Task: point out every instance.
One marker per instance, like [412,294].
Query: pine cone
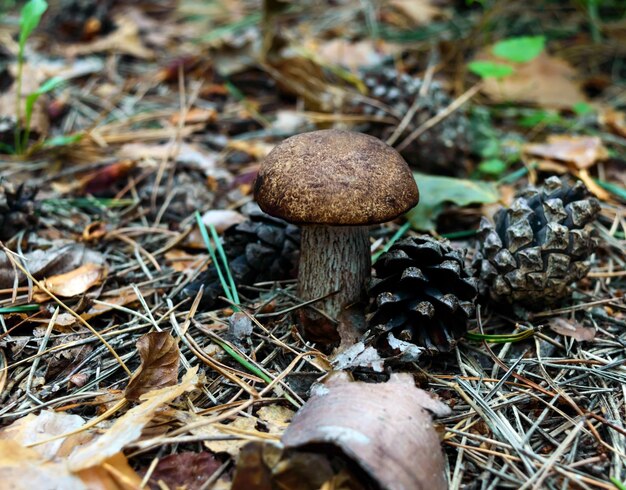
[538,246]
[422,293]
[17,209]
[262,248]
[441,148]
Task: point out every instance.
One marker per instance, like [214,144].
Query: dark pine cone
[262,248]
[422,293]
[538,246]
[17,209]
[442,148]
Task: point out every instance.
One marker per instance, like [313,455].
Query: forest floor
[124,125]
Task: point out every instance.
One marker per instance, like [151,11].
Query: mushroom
[335,184]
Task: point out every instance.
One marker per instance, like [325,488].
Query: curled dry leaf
[25,469]
[580,151]
[160,358]
[46,263]
[125,40]
[185,470]
[546,81]
[43,466]
[128,428]
[571,328]
[47,424]
[72,283]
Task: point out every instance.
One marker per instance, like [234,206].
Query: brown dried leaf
[571,328]
[276,417]
[25,469]
[128,428]
[580,151]
[74,282]
[114,474]
[420,12]
[244,427]
[366,420]
[34,428]
[185,470]
[352,54]
[545,81]
[160,359]
[54,261]
[194,115]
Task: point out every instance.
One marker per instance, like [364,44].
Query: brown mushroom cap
[335,177]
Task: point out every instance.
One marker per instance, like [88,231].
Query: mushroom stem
[332,258]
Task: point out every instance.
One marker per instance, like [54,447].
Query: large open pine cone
[262,248]
[538,246]
[442,148]
[17,209]
[422,293]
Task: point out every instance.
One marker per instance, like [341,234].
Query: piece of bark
[366,421]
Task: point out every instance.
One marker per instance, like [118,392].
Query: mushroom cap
[335,177]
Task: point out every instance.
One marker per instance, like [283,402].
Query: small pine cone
[17,209]
[538,246]
[440,149]
[422,293]
[262,248]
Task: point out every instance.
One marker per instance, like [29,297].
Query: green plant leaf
[48,85]
[63,140]
[436,190]
[582,108]
[519,49]
[493,166]
[489,69]
[30,18]
[540,117]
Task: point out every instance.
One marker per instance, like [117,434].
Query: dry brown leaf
[546,81]
[571,328]
[125,39]
[33,428]
[74,282]
[194,115]
[113,474]
[128,427]
[53,261]
[351,54]
[580,151]
[421,12]
[160,359]
[245,427]
[276,417]
[185,470]
[24,469]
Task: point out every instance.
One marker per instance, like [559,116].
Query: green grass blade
[207,242]
[500,338]
[222,254]
[18,309]
[396,236]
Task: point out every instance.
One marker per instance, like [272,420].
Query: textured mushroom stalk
[333,259]
[334,179]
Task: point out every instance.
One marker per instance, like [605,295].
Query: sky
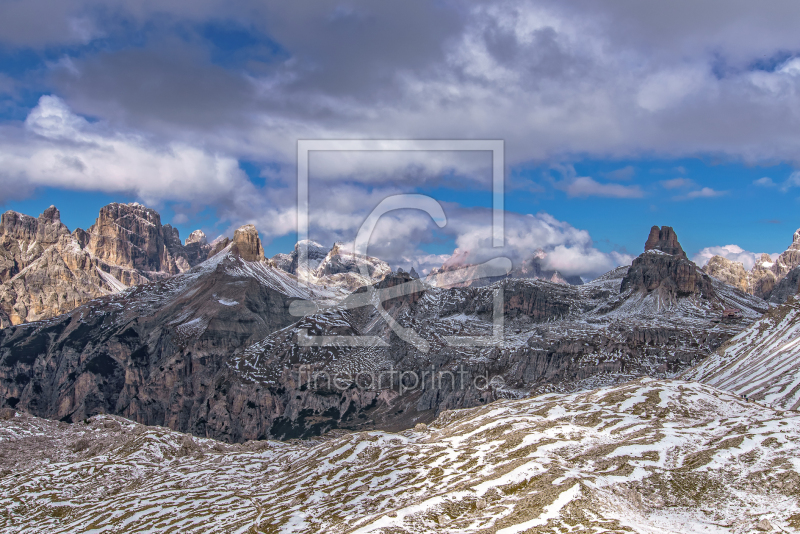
[615,116]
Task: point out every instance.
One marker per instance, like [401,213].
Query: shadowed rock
[665,240]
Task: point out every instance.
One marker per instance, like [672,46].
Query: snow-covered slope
[646,457]
[762,362]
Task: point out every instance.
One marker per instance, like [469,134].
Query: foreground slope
[762,362]
[649,456]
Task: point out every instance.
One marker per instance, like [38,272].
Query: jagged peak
[51,214]
[664,239]
[247,243]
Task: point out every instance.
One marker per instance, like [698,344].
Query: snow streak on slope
[762,362]
[649,456]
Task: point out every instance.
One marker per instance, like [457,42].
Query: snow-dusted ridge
[762,362]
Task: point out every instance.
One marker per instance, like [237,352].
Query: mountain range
[152,385]
[214,349]
[772,280]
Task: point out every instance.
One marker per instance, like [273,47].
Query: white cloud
[792,181]
[731,252]
[705,192]
[623,174]
[677,183]
[584,186]
[60,149]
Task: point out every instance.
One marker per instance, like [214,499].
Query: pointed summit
[246,241]
[665,240]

→ **WHAT THE EXERCISE ASKS**: Copy out each line from the entries above that contains the word "green".

→ **RESPONSE TO THE TASK**:
Query: green plant leaf
Query: green grass blade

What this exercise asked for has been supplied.